* Goal of the exercise
Write out the interview excerpt below, on the invocation and President Trump, word for word and in full.

During and after the war, Ben signed thousands of affidavits guaranteeing jobs for Holocaust survivors wishing to enter America as citizens. My grandfather’s business, Spero Electric, guaranteed employment and funded most of the Foundation’s projects.

Several Jewish news outlets ran hit pieces on you after you gave the invocation. What was your reaction?

I’m not surprised. Many secular and liberal Jewish news outlets and organizations have demonstrated over the past four years a hysterical, ungrateful, cruel, and toxic attitude towards our president.

Gratitude is a characteristic that we associate with good manners and Judaism. In contrast to their partisanship, I am abundantly grateful to President Trump for how he has helped Israel and protected the Jewish nation from threats from Iran and Hamas.

In contrast to Obama, President Trump has also asked his Secretary of Education to demand that college campuses cease their harassment of Jewish students and their unsavory sponsorship of professors and lecturers who demonize Israel, Zionists, and students on campus who support Israel.

* Extracted data
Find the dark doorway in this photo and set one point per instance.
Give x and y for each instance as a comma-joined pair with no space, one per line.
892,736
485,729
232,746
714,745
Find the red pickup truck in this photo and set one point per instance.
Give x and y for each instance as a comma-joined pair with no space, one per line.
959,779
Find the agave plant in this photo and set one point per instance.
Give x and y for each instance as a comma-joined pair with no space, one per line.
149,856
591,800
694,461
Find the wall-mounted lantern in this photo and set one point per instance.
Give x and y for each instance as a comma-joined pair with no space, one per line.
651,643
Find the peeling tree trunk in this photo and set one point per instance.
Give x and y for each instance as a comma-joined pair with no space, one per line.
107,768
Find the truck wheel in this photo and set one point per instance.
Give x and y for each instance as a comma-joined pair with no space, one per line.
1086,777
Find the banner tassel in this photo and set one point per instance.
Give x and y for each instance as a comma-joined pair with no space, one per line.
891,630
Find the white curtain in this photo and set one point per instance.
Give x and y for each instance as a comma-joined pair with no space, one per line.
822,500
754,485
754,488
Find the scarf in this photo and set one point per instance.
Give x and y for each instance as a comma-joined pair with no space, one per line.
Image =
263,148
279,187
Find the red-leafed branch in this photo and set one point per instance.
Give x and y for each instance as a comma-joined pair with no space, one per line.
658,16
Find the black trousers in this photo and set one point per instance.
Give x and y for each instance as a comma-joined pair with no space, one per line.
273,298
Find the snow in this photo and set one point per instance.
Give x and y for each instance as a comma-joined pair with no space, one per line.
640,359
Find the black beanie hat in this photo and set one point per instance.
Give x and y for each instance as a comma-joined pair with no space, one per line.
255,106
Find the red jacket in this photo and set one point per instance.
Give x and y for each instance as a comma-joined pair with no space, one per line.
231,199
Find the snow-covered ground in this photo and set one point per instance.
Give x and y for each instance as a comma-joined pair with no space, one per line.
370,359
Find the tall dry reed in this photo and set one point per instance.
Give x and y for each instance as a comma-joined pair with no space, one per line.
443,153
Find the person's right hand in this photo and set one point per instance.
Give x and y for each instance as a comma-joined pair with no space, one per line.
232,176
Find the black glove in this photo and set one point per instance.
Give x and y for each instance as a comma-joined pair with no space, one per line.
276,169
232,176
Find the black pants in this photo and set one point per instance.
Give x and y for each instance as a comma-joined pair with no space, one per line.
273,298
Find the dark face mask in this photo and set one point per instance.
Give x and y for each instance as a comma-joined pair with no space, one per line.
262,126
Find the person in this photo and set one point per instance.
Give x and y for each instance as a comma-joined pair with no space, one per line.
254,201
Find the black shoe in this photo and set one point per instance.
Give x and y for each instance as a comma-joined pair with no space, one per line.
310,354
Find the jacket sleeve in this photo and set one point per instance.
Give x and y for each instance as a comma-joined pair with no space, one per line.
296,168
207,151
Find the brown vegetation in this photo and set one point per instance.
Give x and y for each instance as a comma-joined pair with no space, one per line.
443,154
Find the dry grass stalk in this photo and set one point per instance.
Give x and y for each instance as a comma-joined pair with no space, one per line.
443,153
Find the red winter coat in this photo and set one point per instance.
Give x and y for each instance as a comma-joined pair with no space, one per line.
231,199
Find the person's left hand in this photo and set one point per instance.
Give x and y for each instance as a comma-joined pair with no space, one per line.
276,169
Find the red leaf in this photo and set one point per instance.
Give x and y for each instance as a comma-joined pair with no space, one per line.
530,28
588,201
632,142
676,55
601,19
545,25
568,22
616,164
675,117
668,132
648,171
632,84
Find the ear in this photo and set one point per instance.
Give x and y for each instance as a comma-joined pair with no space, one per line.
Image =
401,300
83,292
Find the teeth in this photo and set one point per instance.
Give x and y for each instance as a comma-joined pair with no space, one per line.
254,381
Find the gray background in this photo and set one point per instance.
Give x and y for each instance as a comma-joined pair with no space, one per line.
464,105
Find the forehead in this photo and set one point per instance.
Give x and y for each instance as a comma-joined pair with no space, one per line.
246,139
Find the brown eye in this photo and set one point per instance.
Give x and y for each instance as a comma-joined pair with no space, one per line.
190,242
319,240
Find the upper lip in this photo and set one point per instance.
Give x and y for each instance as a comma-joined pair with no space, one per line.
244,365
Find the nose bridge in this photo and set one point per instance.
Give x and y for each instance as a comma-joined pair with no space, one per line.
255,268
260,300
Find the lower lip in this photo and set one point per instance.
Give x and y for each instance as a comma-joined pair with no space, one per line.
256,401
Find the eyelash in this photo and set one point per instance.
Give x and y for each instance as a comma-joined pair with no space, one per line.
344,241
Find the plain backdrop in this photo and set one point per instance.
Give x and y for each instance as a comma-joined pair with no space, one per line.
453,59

* Your response
During and after the war, Ben signed thousands of affidavits guaranteeing jobs for Holocaust survivors wishing to enter America as citizens. My grandfather’s business, Spero Electric, guaranteed employment and funded most of the Foundation’s projects.

Several Jewish news outlets ran hit pieces on you after you gave the invocation. What was your reaction?

I’m not surprised. Many secular and liberal Jewish news outlets and organizations have demonstrated over the past four years a hysterical, ungrateful, cruel, and toxic attitude towards our president.

Gratitude is a characteristic that we associate with good manners and Judaism. In contrast to their partisanship, I am abundantly grateful to President Trump for how he has helped Israel and protected the Jewish nation from threats from Iran and Hamas.

In contrast to Obama, President Trump has also asked his Secretary of Education to demand that college campuses cease their harassment of Jewish students and their unsavory sponsorship of professors and lecturers who demonize Israel, Zionists, and students on campus who support Israel.